Find every line in the listing below that contains the word "front" and copy each of those lines.

— START OF SUPPLIED RECORDS —

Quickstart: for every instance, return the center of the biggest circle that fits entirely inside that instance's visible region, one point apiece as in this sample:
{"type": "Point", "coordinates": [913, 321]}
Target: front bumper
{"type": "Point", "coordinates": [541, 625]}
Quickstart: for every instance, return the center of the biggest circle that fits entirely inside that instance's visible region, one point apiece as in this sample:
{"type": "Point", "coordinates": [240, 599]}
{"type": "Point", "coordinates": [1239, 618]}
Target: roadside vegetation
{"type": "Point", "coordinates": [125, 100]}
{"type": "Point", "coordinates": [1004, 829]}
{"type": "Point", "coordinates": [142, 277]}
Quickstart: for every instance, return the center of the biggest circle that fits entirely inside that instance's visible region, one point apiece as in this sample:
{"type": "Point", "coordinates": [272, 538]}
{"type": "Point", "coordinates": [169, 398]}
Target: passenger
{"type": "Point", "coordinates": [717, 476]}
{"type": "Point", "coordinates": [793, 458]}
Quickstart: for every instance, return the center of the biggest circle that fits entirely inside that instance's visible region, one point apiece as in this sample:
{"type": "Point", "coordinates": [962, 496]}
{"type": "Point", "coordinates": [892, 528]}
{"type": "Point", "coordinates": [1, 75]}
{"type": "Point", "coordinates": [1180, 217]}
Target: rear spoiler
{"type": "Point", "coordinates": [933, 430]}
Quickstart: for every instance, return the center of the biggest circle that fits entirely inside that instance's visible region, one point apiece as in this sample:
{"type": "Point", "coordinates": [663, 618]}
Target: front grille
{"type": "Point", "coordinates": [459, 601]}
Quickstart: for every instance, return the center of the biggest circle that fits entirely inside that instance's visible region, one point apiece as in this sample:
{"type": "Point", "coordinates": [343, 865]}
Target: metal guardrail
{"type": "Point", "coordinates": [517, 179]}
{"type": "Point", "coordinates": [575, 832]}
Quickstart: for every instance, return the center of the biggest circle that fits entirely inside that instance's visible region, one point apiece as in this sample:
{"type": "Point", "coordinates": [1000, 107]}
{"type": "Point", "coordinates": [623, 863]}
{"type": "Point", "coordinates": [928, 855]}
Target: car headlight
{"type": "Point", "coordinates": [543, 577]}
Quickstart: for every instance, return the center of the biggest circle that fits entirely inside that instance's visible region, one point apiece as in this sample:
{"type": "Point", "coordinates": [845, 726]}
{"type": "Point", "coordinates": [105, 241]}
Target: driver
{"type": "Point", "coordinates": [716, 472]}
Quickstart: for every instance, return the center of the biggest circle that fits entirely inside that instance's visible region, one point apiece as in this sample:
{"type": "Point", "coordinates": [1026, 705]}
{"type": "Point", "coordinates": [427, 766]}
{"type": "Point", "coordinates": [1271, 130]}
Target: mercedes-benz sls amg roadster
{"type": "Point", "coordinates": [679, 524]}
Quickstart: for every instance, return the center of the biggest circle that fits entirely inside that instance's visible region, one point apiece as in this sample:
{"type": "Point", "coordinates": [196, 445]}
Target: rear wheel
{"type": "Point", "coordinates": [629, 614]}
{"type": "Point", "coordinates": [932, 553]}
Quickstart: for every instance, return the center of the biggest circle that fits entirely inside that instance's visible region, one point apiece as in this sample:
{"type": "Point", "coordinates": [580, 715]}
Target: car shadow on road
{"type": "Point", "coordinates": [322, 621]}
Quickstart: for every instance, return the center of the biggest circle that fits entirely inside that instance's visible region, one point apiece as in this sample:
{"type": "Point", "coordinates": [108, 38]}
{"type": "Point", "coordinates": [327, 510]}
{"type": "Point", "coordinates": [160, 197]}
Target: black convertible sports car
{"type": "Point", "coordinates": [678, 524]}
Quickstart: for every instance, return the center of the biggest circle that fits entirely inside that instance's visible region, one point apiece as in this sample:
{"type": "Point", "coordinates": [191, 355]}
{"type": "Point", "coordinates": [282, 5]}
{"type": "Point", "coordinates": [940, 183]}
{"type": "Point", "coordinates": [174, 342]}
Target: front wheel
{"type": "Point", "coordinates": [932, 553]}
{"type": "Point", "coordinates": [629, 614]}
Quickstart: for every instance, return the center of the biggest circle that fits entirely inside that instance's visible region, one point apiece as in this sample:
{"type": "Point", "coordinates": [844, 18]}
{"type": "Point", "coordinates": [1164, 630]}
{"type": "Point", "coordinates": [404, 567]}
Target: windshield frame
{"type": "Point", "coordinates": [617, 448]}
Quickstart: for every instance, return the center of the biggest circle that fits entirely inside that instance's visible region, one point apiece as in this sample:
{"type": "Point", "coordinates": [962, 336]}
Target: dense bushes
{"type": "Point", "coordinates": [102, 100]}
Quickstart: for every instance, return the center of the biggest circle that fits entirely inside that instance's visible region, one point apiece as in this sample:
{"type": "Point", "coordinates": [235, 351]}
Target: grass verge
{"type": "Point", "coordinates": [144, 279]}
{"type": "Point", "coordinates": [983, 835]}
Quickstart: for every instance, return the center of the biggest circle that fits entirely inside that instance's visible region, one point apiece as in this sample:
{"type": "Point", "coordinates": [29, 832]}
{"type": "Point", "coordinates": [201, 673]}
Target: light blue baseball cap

— END OF SUPPLIED RECORDS —

● **SOLUTION TO THIS EXERCISE**
Target: front bumper
Target: front grille
Target: front wheel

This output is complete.